[Opening AVAILABLE RECORDS section]

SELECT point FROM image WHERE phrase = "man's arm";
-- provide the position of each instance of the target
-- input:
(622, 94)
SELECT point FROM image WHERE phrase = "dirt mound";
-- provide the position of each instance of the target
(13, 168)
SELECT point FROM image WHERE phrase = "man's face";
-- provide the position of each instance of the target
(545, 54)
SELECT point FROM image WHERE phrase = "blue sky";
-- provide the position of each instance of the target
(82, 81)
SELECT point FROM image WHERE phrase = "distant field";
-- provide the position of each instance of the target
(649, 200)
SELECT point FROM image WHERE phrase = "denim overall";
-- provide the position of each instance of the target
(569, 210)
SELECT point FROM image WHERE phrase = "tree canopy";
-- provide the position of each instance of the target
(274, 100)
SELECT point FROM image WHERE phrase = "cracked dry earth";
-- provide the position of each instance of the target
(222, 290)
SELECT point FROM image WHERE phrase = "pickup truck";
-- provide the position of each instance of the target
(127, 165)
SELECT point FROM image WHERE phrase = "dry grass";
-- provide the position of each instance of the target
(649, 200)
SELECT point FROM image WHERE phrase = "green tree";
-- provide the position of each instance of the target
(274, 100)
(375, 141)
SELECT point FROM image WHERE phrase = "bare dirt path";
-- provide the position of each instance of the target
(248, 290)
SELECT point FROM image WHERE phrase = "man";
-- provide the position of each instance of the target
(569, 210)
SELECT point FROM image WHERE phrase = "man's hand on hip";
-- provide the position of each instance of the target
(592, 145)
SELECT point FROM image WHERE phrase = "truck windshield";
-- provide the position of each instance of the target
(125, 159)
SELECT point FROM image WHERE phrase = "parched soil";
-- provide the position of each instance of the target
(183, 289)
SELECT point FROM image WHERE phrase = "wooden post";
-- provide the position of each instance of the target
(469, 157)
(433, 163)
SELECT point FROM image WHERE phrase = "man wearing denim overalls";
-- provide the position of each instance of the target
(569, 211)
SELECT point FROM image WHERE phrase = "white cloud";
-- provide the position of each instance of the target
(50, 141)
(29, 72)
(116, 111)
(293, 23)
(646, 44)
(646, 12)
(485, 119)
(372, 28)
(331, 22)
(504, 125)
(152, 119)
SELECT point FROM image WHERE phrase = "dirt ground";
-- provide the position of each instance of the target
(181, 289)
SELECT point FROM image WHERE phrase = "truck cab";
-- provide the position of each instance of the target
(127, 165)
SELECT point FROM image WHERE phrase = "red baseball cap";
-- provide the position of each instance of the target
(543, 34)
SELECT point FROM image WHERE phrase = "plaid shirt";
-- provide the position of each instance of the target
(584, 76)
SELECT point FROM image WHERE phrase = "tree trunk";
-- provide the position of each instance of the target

[Closing AVAILABLE RECORDS section]

▸ YOUR ASSIGNMENT
Return all the data above once more, precisely as given.

▸ WRITTEN RESPONSE
SELECT point FROM image WHERE phrase = "man's arm";
-- provide the position of each instance of the target
-- input:
(622, 94)
SELECT point FROM image WHERE phrase = "dirt mound";
-- provide the position of each instance of the target
(13, 168)
SELECT point FROM image WHERE phrase = "man's face";
-- provide the position of each instance of the target
(545, 54)
SELECT point FROM image WHERE phrase = "blue sky";
-- provide the position of each instance of the target
(82, 81)
SELECT point FROM image WHERE phrase = "distant field";
-- provide the position of each instance of the target
(649, 200)
SELECT point FROM image WHERE phrase = "denim overall";
-- provide the position of each instance of the target
(569, 210)
SELECT point FROM image WHERE phrase = "tree canopy";
-- provide the position of each instance of the target
(274, 100)
SELECT point FROM image WHERE phrase = "cracked dry earth";
-- provide the position of each instance of the target
(222, 290)
SELECT point FROM image WHERE phrase = "pickup truck";
-- provide the position of each instance of the target
(127, 165)
SELECT point FROM image WHERE phrase = "dry grass";
-- provide the position of each instance of the target
(649, 200)
SELECT point FROM image WHERE phrase = "green tree";
-- provide the position of each instance of the target
(274, 100)
(375, 141)
SELECT point FROM image WHERE phrase = "bare dirt path";
-- provide the position of each instance of the target
(248, 290)
SELECT point FROM image WHERE phrase = "man";
-- provide the position of each instance of the target
(569, 210)
SELECT point FROM image WHERE phrase = "man's hand on hip";
-- provide the position of each instance of the target
(592, 145)
SELECT point FROM image WHERE phrase = "truck windshield";
-- provide the position of each instance of the target
(125, 159)
SELECT point FROM image WHERE phrase = "parched soil";
-- provide the position of each instance of the target
(183, 289)
SELECT point FROM image WHERE phrase = "wooden post";
-- provide the position of each instance of the target
(469, 157)
(433, 163)
SELECT point FROM image WHERE phrase = "man wearing denim overalls";
-- provide the position of each instance of the target
(569, 211)
SELECT point FROM image WHERE phrase = "white cloud";
-- provide the position of each instance of the target
(50, 141)
(29, 72)
(116, 111)
(293, 23)
(646, 44)
(646, 12)
(485, 119)
(372, 28)
(331, 22)
(504, 125)
(152, 119)
SELECT point FROM image WHERE phrase = "dirt ground";
-- provide the position of each instance of the target
(181, 289)
SELECT point FROM image WHERE phrase = "truck cab";
-- provide the position of each instance of the target
(127, 165)
SELECT point FROM image WHERE phrase = "red baseball cap";
-- provide the position of each instance of the target
(543, 34)
SELECT point FROM image WHERE phrase = "plaid shirt";
-- provide the position of each instance of the target
(584, 76)
SELECT point FROM image WHERE phrase = "tree trunk";
-- provide the position of each instance of the target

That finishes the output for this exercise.